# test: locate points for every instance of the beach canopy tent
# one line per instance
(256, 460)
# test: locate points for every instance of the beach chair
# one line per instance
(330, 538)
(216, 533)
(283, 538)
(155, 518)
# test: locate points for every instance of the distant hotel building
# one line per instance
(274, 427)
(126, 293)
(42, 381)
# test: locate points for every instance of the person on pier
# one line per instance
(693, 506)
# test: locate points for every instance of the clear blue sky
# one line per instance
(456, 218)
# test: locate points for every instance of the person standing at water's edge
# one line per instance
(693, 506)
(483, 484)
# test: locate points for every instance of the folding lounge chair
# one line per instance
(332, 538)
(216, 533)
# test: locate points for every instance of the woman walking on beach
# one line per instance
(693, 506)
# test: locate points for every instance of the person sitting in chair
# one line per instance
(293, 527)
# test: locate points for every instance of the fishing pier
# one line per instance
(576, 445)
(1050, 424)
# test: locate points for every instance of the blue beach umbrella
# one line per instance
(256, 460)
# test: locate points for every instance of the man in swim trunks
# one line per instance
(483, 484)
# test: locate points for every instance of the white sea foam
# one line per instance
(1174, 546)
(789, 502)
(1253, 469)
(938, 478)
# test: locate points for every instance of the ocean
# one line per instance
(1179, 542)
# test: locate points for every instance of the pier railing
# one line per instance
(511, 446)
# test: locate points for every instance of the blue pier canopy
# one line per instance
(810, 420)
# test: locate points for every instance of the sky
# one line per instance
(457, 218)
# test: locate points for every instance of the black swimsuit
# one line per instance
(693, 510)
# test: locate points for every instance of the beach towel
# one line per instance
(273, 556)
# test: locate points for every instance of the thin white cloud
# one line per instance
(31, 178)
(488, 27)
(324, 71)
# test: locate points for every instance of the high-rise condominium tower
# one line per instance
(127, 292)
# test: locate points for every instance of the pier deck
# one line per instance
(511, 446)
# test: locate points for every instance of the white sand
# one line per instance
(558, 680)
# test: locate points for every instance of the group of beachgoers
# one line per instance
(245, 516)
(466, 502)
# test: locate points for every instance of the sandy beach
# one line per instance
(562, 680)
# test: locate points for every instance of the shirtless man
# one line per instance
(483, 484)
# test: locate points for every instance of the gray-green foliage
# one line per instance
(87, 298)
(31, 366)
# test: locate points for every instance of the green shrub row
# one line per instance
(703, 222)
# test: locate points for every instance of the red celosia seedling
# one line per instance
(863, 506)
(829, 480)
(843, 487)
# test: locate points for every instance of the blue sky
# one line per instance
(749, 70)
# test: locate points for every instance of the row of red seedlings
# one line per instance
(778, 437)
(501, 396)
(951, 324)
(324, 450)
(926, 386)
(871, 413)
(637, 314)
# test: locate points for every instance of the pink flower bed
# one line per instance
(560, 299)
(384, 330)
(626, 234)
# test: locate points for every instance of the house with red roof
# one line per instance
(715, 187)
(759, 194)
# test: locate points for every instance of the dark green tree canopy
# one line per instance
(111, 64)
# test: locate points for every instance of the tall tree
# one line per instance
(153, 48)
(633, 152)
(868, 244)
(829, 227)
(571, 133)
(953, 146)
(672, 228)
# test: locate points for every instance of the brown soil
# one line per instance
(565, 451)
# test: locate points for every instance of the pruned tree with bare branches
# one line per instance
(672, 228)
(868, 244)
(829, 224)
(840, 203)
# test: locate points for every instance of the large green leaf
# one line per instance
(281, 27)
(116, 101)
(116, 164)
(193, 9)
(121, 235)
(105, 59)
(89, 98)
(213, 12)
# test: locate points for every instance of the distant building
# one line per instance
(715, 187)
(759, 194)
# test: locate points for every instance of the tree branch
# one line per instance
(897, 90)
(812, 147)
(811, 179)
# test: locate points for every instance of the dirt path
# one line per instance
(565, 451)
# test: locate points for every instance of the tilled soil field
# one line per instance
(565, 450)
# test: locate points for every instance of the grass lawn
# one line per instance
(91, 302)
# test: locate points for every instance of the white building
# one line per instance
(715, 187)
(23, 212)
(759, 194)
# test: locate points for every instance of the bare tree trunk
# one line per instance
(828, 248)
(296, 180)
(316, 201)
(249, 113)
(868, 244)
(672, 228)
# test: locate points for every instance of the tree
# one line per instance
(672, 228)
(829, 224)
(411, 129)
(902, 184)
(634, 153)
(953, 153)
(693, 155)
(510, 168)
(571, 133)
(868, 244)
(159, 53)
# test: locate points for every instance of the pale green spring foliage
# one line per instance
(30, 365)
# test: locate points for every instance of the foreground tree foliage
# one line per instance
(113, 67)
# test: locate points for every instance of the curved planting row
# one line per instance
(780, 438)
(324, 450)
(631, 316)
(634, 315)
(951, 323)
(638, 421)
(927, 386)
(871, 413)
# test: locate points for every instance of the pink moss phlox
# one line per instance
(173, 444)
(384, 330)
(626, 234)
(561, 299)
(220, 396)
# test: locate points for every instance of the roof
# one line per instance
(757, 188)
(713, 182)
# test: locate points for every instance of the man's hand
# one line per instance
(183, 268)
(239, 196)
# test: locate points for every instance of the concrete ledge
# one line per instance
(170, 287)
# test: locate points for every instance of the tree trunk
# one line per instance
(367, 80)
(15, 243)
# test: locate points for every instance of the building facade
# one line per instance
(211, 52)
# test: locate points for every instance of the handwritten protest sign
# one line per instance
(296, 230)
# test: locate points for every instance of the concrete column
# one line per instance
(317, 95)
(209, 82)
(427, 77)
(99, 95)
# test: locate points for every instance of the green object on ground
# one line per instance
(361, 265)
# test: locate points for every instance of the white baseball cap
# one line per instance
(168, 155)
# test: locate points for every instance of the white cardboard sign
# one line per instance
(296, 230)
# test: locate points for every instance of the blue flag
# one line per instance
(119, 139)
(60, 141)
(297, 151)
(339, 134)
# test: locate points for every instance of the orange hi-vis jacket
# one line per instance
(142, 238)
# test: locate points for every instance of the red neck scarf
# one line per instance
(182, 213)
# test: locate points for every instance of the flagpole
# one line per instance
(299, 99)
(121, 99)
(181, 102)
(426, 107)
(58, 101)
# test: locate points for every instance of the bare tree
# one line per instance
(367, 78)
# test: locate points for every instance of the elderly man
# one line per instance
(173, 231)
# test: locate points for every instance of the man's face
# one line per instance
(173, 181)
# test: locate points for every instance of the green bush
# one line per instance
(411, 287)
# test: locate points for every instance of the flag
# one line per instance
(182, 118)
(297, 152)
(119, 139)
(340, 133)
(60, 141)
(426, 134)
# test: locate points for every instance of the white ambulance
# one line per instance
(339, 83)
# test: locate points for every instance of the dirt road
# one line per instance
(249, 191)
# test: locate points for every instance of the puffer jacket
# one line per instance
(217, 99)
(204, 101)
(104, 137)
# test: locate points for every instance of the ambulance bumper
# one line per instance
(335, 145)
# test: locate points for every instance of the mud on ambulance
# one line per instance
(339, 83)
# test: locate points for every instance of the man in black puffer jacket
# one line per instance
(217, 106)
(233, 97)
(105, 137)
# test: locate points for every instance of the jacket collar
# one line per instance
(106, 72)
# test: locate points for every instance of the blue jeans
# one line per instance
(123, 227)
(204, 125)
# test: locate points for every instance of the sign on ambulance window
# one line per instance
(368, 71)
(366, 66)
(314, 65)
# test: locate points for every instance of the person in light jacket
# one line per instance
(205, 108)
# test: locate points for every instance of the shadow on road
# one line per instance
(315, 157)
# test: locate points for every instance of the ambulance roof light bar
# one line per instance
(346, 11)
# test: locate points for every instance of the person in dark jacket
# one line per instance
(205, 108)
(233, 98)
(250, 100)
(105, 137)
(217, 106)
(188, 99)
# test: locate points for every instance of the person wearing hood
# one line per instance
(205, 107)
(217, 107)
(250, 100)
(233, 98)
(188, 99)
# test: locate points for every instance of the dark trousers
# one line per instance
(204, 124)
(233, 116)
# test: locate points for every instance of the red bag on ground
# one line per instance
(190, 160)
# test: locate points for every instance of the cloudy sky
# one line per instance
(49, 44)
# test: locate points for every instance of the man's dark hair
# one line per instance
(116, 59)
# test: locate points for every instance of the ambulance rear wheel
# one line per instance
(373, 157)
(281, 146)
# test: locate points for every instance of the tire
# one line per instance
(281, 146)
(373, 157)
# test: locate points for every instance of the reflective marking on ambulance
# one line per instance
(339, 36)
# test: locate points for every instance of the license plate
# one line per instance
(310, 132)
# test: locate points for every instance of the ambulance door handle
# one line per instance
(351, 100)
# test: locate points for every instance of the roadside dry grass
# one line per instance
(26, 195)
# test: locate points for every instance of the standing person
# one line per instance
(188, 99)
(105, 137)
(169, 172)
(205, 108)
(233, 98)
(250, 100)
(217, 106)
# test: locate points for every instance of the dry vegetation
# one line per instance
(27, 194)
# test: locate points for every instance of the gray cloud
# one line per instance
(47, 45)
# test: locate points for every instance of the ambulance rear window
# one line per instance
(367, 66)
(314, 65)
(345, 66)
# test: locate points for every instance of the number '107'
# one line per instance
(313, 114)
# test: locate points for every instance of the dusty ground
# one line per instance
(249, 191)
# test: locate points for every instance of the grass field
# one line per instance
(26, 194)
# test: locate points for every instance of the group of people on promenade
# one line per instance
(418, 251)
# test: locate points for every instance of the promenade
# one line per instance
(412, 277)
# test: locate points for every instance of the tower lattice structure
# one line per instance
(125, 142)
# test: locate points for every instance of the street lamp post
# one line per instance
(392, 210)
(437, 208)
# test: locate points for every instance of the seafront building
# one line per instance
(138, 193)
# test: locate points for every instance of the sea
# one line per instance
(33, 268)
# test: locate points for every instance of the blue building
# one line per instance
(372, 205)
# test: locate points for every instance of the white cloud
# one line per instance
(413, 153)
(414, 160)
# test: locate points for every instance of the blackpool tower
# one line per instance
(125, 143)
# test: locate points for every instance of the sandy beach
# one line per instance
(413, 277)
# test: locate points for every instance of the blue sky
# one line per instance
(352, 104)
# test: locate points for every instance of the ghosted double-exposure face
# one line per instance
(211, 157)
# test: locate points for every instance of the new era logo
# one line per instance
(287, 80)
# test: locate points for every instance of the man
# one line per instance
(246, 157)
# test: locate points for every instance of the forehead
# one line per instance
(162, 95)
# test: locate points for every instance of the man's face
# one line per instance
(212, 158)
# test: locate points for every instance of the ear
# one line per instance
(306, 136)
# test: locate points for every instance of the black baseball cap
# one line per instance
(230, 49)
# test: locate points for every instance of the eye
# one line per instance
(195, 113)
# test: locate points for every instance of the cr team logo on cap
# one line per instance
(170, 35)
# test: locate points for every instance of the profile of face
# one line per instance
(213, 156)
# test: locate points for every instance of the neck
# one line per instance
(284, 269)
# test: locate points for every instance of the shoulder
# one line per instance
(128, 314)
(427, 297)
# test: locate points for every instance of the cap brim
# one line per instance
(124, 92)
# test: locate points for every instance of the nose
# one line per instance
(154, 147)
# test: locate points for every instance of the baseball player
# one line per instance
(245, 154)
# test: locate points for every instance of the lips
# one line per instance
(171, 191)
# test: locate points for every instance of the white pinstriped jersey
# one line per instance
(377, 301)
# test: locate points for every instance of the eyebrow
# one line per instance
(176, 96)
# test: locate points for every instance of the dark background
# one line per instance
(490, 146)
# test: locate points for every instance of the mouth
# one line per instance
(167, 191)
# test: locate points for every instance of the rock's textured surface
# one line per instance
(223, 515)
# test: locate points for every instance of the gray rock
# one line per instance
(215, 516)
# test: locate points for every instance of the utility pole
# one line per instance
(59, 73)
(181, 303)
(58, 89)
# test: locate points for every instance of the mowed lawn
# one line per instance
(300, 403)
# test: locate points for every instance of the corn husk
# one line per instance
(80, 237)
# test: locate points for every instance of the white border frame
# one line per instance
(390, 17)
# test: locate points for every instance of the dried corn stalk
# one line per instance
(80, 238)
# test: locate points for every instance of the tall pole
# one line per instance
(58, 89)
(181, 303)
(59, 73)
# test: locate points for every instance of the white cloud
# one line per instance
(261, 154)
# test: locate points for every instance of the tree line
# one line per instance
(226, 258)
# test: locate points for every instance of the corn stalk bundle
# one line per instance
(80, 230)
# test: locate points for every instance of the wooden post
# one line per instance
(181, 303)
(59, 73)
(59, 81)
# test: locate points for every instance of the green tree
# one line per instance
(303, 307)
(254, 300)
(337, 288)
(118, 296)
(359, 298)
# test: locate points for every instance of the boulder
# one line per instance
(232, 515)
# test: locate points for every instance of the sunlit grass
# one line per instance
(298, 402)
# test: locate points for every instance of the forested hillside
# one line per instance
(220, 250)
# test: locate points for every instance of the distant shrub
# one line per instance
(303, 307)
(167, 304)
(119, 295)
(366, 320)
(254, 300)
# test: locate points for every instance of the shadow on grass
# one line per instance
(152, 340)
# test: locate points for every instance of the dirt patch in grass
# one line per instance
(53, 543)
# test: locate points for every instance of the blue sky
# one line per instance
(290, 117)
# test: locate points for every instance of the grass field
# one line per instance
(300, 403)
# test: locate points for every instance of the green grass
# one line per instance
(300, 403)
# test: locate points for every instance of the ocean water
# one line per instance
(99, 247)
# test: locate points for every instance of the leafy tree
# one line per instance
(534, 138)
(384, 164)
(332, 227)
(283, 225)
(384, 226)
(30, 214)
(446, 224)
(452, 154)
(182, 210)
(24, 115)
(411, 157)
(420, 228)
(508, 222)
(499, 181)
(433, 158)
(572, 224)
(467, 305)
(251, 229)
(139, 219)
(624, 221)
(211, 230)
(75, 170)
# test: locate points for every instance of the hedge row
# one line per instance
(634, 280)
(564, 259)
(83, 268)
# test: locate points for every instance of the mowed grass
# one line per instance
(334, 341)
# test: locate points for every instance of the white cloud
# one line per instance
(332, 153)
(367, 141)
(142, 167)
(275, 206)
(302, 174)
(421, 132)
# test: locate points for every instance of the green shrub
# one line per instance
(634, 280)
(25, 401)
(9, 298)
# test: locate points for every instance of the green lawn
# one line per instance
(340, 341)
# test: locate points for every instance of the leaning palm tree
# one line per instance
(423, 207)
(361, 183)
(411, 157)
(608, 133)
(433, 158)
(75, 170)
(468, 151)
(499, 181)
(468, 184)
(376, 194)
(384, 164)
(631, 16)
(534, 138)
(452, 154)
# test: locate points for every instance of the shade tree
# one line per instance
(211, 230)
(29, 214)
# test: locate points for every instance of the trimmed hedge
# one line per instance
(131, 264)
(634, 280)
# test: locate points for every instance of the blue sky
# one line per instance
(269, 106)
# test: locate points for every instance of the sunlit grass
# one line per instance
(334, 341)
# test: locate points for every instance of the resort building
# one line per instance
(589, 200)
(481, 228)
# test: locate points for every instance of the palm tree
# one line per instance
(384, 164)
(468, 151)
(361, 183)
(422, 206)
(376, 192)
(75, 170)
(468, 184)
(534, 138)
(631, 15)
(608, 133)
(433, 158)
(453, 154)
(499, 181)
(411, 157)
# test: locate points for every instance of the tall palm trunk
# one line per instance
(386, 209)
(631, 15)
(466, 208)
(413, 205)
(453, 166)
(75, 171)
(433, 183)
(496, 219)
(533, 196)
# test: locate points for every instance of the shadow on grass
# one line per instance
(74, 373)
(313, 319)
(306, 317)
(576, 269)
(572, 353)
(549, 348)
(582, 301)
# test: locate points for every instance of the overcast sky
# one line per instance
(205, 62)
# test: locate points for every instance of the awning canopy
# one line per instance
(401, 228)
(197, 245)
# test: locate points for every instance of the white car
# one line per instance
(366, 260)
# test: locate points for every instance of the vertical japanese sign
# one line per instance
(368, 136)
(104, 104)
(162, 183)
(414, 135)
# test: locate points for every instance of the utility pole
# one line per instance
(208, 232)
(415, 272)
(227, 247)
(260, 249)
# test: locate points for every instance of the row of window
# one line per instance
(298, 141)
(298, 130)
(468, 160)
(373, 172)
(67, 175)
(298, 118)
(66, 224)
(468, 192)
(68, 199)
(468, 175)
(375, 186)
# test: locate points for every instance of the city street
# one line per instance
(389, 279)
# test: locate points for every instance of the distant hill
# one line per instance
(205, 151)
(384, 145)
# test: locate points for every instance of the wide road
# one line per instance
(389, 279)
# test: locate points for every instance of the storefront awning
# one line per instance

---

Extract every line from the one with "# test: locate points for every instance of the shade" down to the final line above, both included, exactly as written.

# test: locate points for every instance of the shade tree
# one line per instance
(211, 230)
(29, 214)
# test: locate points for every instance of the trimmed hedge
# one line per instance
(131, 264)
(634, 280)
# test: locate points for every instance of the blue sky
# one line per instance
(269, 106)
# test: locate points for every instance of the sunlit grass
# one line per instance
(334, 341)
# test: locate points for every instance of the resort building
# one line per instance
(589, 200)
(481, 228)
# test: locate points for every instance of the palm tree
# one line per instance
(384, 164)
(468, 151)
(361, 183)
(422, 206)
(376, 192)
(75, 170)
(468, 184)
(534, 138)
(631, 15)
(608, 133)
(433, 158)
(453, 154)
(499, 181)
(411, 157)
# test: locate points for every instance of the tall palm trunk
# one line per instance
(386, 209)
(631, 15)
(466, 208)
(413, 205)
(453, 166)
(75, 171)
(433, 183)
(496, 219)
(533, 196)
# test: locate points for every instance of the shadow on grass
# one line per instance
(74, 373)
(313, 319)
(306, 317)
(576, 269)
(572, 353)
(549, 348)
(582, 301)
# test: locate points for every instance of the overcast sky
# one line per instance
(205, 62)
# test: locate points for every instance of the awning canopy
# one line per instance
(401, 228)
(197, 245)
# test: locate points for every instance of the white car
# one line per instance
(366, 260)
# test: locate points for every instance of the vertical japanese sign
# one line per instance
(368, 136)
(104, 104)
(162, 183)
(414, 135)
# test: locate points for every instance of the utility pole
# one line per instance
(208, 232)
(415, 272)
(227, 247)
(260, 249)
# test: locate points for every instance of the row of window
# one line per instance
(298, 141)
(298, 130)
(468, 160)
(373, 172)
(67, 175)
(298, 118)
(66, 224)
(468, 192)
(68, 199)
(468, 175)
(375, 186)
# test: locate points for every instance of the city street
# one line per instance
(389, 279)
# test: locate points for every instance of the distant hill
# one line per instance
(205, 151)
(384, 145)
# test: locate points for every instance of the wide road
# one line per instance
(389, 279)
# test: locate points for every instance of the storefront awning
# one line per instance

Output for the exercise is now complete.